##### TEXT BLOCK #####

One file to go! Create laser.js if you haven't already. This code lives only to make a request to the target.

process.on('message', function(m) {
  var explicitProtocol = m.url.match(/^https|^http/);
  var protocol = require(explicitProtocol ? explicitProtocol[0] : 'http');
  var start = new Date();

  protocol.get(m.url, function(res) {
    process.send({ code: res.statusCode, time: new Date() - start });
    process.exit();
  });
});

Send in the bees

Let's put it to the test! I haven't quite nailed the power of Bees with Machine Guns, but we can still run as we set out to:

$ node bees.js -n 2000 -c 100 -u http://log.roadtrippers.com
Releasing 50 bee(s) with 2 frickin' laser beam(s) each for 20 attack(s).
Sending in 19 more swarms.
Sending in 18 more swarms.
Sending in 17 more swarms.
Sending in 16 more swarms.
Sending in 15 more swarms.
Sending in 14 more swarms.
Sending in 13 more swarms.
Sending in 12 more swarms.
Sending in 11 more swarms.

#####

INSTRUCTIONS TO FOLLOW => Continue the Node.js load-testing tutorial from its last line shown.

##### DATASET ROWS #####

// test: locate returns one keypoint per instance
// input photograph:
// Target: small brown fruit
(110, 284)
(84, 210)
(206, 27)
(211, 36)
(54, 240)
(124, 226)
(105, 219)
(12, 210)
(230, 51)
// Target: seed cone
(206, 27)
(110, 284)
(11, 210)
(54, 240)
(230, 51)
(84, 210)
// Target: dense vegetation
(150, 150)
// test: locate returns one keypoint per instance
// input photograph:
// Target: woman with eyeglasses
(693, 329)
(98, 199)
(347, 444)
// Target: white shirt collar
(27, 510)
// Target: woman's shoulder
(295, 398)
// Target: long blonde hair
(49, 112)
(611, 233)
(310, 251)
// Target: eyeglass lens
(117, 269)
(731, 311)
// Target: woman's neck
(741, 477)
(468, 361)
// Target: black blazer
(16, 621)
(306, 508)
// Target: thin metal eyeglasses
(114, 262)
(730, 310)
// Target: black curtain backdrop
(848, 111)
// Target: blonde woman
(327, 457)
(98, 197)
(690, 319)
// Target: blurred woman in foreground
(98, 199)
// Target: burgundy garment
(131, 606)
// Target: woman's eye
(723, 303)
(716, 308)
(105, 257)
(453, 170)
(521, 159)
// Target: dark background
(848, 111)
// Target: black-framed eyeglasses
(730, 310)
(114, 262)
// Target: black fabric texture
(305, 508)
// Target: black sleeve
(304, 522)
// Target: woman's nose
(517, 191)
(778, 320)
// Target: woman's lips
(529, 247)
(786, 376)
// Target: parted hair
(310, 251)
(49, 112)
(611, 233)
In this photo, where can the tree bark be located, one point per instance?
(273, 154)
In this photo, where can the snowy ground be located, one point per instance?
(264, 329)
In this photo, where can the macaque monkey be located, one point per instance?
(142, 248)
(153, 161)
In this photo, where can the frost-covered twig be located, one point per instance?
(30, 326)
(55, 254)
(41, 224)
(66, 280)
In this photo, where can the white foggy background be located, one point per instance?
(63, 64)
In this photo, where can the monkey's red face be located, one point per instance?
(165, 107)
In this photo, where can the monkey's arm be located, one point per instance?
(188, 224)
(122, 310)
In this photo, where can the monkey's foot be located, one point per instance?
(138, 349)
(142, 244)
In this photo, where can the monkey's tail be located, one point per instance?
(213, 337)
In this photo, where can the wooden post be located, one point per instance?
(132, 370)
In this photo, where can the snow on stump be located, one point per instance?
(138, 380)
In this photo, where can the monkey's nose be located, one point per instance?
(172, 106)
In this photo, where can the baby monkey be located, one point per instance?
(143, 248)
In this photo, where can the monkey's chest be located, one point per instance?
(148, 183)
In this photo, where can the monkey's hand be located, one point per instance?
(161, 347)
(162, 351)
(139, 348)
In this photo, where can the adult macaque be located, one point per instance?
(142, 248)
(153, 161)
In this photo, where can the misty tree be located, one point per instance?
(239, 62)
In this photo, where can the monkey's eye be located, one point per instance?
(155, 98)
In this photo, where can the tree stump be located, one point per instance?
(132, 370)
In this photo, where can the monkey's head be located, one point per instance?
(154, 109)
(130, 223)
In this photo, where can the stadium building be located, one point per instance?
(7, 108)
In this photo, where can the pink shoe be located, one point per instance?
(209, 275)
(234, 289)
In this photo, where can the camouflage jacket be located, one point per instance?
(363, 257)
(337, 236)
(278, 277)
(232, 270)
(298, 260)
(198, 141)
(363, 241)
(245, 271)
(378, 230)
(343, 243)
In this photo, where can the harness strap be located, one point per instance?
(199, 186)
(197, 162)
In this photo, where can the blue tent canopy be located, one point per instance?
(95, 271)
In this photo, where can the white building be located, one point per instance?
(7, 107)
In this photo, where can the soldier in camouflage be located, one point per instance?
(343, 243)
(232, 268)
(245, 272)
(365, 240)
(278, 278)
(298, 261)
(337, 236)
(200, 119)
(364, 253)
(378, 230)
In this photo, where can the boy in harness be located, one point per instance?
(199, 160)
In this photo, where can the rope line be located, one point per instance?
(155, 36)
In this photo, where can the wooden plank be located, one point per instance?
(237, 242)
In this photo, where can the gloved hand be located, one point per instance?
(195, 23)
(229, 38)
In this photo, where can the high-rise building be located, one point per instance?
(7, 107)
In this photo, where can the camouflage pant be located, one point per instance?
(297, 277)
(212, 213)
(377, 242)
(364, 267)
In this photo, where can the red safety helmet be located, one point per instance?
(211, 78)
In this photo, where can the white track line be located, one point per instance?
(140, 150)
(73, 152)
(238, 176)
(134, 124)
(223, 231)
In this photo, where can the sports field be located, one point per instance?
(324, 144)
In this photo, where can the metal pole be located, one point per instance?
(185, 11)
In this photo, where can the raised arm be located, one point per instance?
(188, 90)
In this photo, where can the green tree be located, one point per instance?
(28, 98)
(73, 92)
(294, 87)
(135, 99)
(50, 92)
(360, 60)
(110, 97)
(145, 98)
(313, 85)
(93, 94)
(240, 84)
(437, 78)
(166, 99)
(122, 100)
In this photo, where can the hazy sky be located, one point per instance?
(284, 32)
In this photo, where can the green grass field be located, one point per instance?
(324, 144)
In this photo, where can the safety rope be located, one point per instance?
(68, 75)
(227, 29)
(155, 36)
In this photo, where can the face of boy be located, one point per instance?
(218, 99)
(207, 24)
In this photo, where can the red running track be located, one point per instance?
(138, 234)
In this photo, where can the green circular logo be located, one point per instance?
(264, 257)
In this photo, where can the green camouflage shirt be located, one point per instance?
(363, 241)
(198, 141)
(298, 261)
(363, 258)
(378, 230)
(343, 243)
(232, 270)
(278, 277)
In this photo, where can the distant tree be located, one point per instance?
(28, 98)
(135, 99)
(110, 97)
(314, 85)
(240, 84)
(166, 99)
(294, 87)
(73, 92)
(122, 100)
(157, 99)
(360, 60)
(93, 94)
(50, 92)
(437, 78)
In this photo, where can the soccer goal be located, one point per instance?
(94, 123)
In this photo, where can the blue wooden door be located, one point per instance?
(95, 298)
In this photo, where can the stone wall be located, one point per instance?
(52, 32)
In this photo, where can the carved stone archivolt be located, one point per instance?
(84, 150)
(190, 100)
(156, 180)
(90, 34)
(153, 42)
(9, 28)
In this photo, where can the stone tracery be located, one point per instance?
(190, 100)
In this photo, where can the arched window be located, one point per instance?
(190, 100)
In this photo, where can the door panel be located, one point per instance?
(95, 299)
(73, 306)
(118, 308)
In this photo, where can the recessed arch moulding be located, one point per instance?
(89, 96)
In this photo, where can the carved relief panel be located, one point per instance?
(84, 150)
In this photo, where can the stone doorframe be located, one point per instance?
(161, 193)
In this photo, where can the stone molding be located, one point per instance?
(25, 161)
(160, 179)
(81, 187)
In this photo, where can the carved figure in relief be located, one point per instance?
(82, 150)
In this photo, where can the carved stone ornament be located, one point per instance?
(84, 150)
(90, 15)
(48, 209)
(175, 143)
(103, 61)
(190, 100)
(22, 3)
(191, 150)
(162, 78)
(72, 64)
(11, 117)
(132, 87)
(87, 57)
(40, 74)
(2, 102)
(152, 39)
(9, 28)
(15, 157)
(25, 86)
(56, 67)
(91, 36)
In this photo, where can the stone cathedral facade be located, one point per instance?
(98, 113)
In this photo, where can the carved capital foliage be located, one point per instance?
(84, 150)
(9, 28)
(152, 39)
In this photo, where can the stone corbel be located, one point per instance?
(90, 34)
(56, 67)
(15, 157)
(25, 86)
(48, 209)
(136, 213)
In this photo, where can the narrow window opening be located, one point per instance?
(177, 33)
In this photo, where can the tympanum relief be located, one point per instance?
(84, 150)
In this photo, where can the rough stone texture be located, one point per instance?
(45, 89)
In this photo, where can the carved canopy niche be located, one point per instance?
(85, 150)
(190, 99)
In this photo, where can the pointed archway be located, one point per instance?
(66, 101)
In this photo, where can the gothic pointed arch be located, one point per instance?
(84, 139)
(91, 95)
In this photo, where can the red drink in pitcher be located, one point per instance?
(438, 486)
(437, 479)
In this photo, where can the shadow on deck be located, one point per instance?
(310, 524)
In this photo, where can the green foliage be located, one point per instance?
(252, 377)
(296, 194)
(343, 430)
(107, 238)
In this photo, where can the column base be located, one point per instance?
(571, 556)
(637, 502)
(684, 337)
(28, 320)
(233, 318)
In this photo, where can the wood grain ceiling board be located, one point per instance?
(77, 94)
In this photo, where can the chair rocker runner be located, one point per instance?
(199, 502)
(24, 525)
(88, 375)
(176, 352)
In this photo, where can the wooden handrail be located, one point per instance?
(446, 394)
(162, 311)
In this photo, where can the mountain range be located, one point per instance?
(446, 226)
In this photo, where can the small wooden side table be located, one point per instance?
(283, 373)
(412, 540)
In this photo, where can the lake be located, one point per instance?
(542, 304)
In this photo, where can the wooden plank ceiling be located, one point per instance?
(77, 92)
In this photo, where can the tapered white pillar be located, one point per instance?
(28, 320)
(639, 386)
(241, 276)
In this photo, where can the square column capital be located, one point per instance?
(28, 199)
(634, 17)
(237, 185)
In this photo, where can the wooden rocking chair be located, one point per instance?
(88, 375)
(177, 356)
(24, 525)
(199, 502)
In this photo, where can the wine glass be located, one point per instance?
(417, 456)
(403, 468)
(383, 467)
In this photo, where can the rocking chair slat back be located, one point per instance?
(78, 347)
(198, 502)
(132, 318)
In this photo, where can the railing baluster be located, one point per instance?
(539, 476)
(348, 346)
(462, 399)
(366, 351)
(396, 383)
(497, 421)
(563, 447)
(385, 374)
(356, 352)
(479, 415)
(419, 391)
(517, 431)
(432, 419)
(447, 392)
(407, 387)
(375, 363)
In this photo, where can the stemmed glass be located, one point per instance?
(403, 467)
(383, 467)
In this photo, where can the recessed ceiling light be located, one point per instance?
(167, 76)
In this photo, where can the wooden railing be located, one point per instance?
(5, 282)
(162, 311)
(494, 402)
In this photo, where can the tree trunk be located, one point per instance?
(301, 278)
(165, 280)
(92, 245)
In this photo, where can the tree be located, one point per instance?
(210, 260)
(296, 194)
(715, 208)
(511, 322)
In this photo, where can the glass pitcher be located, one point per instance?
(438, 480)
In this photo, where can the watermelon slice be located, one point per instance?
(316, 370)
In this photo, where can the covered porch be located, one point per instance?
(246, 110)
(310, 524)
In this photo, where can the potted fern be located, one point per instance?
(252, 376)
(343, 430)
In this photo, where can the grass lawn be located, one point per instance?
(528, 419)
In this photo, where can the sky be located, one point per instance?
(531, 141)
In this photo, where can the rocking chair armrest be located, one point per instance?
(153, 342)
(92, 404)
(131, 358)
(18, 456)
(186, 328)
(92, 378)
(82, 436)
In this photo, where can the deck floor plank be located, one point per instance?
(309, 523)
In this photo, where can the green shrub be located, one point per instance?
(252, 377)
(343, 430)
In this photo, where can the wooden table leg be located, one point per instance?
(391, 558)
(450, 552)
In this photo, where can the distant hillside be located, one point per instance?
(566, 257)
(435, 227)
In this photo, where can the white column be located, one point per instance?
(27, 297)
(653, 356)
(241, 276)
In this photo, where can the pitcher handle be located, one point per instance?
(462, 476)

#####

OUTPUT OF THE EXERCISE =>
Sending in 10 more swarms.
Sending in 9 more swarms.
Sending in 8 more swarms.
Sending in 7 more swarms.
Sending in 6 more swarms.
Sending in 5 more swarms.
Sending in 4 more swarms.
Sending in 3 more swarms.
Sending in 2 more swarms.
Sending in 1 more swarms.
Sent 2000 hits
Recieved codes: 200
Mean request time: 76 ms

Translation:

As you can see, we were able to send several waves of requests to the target service. If you choose to follow along or use this project, please remember to use this only on servers you are responsible for. As mentioned in the BwMG README:

If you decide to use the Bees, please keep in mind the following important caveat: they are, more-or-less a distributed denial-of-service attack in a fancy package

Conclusion

We looked at what Lambda has to offer developers, looked at how Roadtrippers currently uses it, and walked through a simple load testing project to get acquainted with the API.

If you are interested in the source code, it is available on our repo. If you have questions about how we use Lambda for Imagineer, or about anything else we do at Roadtrippers, don't hesitate to say hello. Thank you for reading!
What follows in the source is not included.